Please reproduce exactly the line that contains "dark roof edge." and every line after it through the end of the records below, adding nothing else.

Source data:
/---
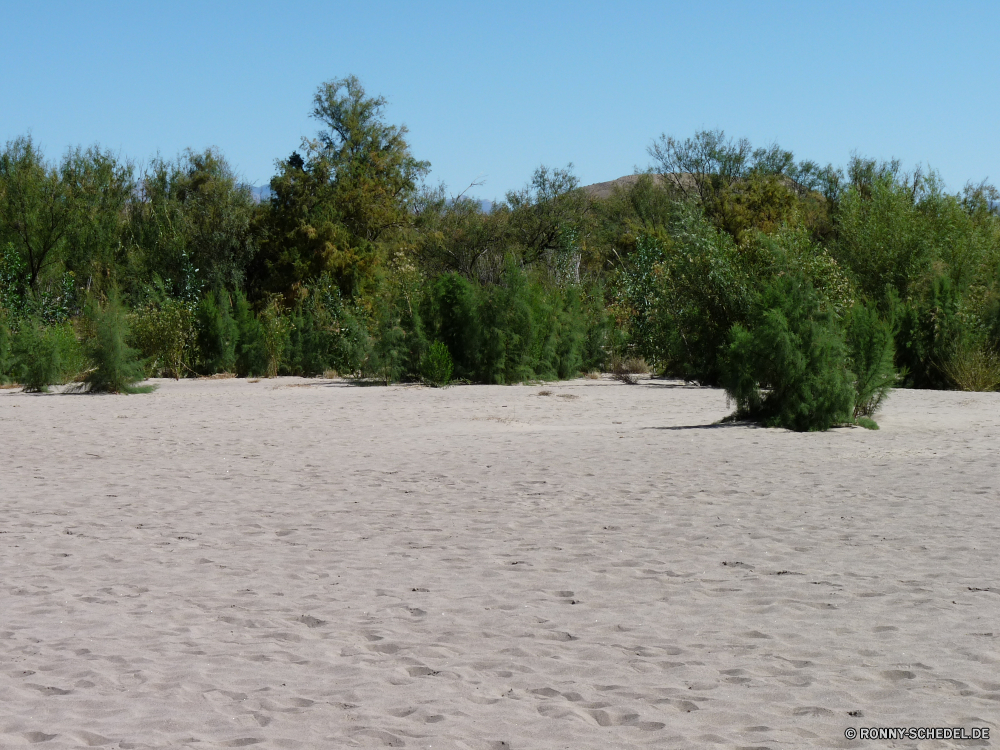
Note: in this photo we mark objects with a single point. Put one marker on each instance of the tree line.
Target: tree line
(806, 291)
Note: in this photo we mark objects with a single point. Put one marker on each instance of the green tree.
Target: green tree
(115, 366)
(332, 211)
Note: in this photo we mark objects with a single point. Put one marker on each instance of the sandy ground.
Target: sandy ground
(311, 564)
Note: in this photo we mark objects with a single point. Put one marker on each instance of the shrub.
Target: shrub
(454, 319)
(435, 369)
(930, 332)
(628, 369)
(274, 337)
(790, 369)
(37, 356)
(164, 332)
(217, 334)
(6, 359)
(870, 355)
(251, 354)
(973, 368)
(116, 367)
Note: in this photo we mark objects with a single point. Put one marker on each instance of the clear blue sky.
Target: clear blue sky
(496, 89)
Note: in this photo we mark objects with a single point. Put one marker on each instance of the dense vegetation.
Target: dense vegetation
(805, 291)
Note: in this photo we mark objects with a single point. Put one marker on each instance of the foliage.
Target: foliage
(973, 368)
(723, 263)
(44, 355)
(870, 358)
(274, 329)
(164, 332)
(790, 368)
(436, 366)
(217, 334)
(115, 366)
(6, 356)
(929, 333)
(251, 350)
(331, 211)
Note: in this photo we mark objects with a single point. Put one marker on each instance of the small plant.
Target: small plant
(6, 360)
(973, 368)
(275, 329)
(37, 362)
(870, 352)
(164, 333)
(790, 369)
(217, 333)
(436, 366)
(116, 366)
(628, 370)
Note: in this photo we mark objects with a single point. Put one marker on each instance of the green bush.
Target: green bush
(38, 356)
(6, 357)
(790, 369)
(115, 367)
(217, 334)
(435, 369)
(274, 328)
(973, 368)
(453, 317)
(164, 331)
(251, 351)
(930, 332)
(870, 354)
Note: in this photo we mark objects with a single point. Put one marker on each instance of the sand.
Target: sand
(312, 564)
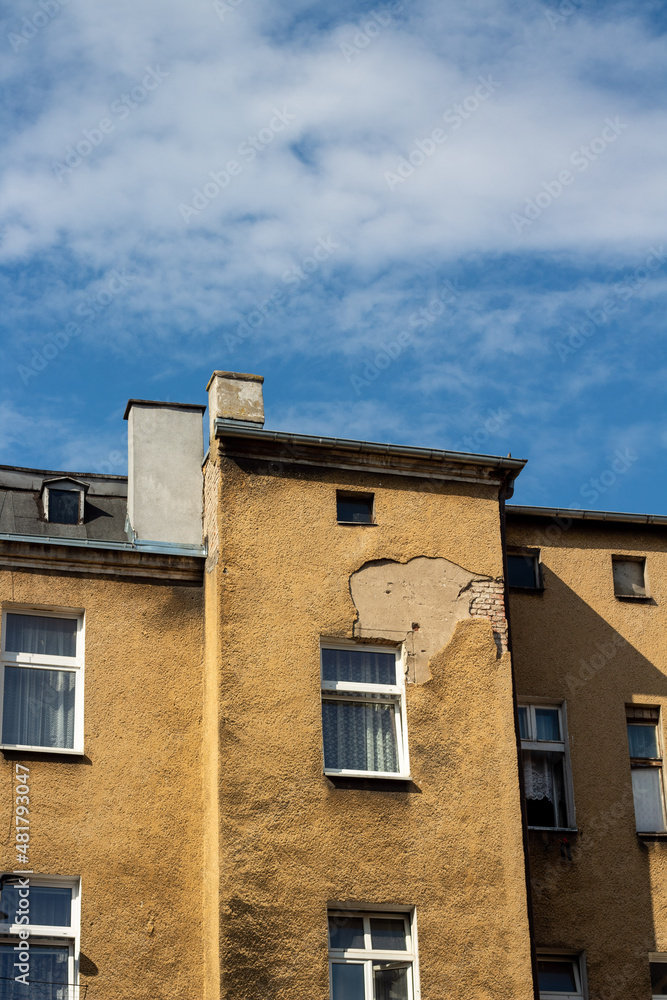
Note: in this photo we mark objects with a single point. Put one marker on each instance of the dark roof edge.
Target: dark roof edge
\---
ANSWER SECTION ::
Note: in this photo we mark objects with a single point. Put one marker on each instance of the dark roof edge.
Target: dark roof edge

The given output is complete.